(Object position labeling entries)
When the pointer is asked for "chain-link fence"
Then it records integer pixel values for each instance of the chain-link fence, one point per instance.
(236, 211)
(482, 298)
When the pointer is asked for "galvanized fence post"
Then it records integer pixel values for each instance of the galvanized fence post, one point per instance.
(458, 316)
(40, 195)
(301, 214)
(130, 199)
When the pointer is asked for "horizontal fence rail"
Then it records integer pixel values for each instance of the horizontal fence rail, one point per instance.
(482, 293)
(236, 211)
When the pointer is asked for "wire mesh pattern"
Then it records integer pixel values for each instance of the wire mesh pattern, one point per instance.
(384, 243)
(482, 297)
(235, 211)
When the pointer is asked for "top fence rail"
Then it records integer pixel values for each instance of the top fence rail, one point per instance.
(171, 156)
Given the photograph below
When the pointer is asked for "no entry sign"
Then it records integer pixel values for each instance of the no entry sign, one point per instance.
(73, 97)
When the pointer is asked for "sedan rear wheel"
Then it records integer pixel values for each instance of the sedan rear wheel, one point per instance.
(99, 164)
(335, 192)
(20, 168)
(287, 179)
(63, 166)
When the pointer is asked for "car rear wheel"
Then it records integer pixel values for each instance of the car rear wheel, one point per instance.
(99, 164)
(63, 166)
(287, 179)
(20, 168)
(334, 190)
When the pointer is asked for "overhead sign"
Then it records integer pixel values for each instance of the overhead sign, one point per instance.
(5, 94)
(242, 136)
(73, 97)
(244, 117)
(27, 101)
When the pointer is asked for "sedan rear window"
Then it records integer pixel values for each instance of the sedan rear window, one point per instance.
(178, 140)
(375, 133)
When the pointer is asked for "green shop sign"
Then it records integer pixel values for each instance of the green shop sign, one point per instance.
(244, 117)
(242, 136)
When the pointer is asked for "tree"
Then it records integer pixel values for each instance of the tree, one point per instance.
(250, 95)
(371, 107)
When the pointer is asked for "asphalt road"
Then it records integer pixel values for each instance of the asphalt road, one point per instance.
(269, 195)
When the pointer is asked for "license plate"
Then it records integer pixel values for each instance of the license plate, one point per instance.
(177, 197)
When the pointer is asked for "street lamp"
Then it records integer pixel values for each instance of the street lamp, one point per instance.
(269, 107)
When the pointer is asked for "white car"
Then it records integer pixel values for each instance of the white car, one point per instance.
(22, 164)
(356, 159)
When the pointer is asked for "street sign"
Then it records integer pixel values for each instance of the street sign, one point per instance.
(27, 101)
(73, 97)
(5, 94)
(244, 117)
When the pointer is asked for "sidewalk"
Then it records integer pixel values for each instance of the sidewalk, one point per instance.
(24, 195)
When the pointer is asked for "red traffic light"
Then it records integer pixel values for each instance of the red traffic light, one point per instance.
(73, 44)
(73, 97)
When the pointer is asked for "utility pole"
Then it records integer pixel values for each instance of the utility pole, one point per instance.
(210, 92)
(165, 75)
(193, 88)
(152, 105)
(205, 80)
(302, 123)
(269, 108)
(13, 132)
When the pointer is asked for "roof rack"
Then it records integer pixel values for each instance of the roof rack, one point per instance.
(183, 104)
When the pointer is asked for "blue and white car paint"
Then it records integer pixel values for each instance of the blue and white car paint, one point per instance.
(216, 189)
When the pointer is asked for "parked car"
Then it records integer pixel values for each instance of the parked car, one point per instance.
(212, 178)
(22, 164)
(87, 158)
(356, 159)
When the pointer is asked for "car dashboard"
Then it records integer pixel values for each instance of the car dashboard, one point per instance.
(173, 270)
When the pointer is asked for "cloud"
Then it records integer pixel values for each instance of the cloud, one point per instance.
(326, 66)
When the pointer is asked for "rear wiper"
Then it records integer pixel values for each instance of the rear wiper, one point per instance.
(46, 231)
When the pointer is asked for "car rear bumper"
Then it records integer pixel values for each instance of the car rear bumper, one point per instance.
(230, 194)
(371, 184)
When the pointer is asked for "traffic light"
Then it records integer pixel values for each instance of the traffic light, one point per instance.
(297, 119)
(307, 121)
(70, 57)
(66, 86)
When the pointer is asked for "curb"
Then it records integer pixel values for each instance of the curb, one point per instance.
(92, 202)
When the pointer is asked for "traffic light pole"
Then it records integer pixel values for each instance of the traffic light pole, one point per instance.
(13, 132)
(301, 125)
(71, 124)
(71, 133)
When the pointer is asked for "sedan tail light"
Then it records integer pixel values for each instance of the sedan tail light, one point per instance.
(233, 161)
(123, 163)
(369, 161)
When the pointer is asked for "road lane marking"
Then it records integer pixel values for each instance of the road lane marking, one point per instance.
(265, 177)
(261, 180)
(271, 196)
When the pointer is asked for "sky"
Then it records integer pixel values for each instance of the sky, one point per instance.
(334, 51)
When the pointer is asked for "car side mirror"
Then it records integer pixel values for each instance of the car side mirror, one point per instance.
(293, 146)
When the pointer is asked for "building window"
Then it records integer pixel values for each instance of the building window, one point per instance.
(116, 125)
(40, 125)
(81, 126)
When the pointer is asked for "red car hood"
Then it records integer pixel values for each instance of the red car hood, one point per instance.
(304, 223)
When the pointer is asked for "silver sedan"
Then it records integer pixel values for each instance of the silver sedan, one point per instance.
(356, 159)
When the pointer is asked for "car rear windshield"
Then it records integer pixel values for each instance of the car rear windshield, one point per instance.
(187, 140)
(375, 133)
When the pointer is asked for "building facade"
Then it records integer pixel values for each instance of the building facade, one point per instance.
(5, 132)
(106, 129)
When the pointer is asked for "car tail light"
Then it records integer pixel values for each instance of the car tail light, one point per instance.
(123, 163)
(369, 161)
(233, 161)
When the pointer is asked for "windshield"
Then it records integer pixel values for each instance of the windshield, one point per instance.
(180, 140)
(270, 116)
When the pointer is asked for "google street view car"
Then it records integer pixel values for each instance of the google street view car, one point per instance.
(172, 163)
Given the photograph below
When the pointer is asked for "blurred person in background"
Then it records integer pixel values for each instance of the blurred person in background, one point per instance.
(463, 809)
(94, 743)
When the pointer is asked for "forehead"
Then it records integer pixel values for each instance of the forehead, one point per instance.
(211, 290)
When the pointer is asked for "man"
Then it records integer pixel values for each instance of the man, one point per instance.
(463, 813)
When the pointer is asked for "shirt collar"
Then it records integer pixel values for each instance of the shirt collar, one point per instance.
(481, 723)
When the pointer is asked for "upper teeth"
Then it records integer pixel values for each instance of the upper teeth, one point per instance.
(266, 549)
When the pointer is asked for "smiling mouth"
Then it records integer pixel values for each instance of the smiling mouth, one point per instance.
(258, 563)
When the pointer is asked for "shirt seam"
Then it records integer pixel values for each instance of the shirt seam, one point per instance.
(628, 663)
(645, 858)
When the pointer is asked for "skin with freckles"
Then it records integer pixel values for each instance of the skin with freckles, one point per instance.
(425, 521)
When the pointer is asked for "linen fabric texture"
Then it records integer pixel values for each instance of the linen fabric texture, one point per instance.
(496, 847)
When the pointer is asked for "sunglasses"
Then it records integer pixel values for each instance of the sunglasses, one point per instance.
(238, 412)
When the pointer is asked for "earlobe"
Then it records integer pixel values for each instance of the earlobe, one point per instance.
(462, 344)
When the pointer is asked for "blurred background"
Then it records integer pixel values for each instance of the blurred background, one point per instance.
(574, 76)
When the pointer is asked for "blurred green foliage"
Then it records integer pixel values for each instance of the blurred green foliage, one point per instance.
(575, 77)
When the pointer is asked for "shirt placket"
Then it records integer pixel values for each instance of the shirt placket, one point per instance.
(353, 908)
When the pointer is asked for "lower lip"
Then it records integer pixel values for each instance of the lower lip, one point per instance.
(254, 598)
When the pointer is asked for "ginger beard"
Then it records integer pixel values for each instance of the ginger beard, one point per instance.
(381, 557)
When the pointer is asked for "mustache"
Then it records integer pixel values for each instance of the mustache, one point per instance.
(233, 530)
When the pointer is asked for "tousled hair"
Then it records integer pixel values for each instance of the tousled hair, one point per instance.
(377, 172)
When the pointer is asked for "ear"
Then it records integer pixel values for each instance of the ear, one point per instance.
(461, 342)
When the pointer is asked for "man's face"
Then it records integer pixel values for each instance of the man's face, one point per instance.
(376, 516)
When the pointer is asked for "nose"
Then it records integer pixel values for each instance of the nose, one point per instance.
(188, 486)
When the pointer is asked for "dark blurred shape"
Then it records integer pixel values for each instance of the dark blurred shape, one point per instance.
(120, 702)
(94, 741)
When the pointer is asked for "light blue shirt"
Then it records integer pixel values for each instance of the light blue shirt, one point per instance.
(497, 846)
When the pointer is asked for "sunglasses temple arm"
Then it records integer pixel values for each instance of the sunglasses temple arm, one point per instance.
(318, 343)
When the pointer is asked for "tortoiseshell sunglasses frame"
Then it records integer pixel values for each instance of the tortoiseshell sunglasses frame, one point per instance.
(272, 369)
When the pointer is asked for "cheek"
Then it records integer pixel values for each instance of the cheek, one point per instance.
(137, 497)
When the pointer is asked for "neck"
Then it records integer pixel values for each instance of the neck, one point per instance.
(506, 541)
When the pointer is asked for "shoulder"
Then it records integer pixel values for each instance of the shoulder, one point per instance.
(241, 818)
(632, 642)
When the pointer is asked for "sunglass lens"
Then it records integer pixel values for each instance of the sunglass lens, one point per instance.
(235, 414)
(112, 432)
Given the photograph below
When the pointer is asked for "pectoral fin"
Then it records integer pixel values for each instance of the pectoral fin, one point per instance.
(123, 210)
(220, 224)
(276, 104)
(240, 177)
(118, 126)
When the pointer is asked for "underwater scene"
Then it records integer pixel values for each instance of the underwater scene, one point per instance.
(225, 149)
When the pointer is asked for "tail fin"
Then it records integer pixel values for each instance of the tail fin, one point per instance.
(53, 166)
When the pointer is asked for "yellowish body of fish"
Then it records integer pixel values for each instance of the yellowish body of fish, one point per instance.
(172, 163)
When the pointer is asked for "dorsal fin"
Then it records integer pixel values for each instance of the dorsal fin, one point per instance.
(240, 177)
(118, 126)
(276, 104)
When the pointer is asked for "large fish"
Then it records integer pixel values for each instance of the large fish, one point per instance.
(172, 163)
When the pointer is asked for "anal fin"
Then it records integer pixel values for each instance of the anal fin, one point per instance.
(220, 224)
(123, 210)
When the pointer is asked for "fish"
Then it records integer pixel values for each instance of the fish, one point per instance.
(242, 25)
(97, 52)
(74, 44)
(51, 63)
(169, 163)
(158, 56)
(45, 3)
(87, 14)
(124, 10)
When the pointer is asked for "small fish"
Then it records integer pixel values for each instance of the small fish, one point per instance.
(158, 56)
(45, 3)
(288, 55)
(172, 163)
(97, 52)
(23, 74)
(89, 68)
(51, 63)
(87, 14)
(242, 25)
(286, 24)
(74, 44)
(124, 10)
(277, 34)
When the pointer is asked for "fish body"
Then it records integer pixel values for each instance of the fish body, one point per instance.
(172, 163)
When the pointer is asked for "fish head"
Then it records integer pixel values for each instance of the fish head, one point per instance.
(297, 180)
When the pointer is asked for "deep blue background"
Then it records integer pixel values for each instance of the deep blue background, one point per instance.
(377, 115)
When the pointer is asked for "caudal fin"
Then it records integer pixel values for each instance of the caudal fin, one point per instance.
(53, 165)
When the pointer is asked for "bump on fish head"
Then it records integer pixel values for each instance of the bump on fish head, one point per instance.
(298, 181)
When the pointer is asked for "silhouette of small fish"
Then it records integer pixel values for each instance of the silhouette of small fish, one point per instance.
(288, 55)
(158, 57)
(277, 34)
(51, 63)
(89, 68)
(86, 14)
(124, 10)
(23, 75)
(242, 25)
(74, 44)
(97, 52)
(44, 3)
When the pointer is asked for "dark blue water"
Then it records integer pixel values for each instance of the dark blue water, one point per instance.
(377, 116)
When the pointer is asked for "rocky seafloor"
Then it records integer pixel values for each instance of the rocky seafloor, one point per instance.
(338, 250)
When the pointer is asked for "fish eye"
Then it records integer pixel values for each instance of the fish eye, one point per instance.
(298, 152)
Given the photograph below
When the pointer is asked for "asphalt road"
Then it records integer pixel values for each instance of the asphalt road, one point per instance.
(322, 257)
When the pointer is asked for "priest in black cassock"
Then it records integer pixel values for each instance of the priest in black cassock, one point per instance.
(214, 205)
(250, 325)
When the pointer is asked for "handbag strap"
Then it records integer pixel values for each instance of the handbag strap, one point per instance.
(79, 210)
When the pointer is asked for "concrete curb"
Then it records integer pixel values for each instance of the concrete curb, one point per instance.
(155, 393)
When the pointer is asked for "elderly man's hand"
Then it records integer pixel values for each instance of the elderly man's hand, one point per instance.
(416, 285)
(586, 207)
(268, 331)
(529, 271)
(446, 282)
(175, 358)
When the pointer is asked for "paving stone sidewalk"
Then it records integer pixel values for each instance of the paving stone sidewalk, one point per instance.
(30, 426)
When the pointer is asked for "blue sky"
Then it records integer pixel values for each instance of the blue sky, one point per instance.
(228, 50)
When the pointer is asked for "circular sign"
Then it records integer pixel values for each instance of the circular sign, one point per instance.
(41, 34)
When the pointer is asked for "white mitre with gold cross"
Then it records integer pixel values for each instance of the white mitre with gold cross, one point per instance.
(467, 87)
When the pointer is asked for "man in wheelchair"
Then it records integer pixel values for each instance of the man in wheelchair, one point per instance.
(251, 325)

* _Brief_
Gather every line of the data above that contains the word "shoulder", and copy each one out in full.

* _Written reply_
When the pointer is asked for "shoulder"
Then it records integer pixel values for each instance of the shoulder, one point per instance.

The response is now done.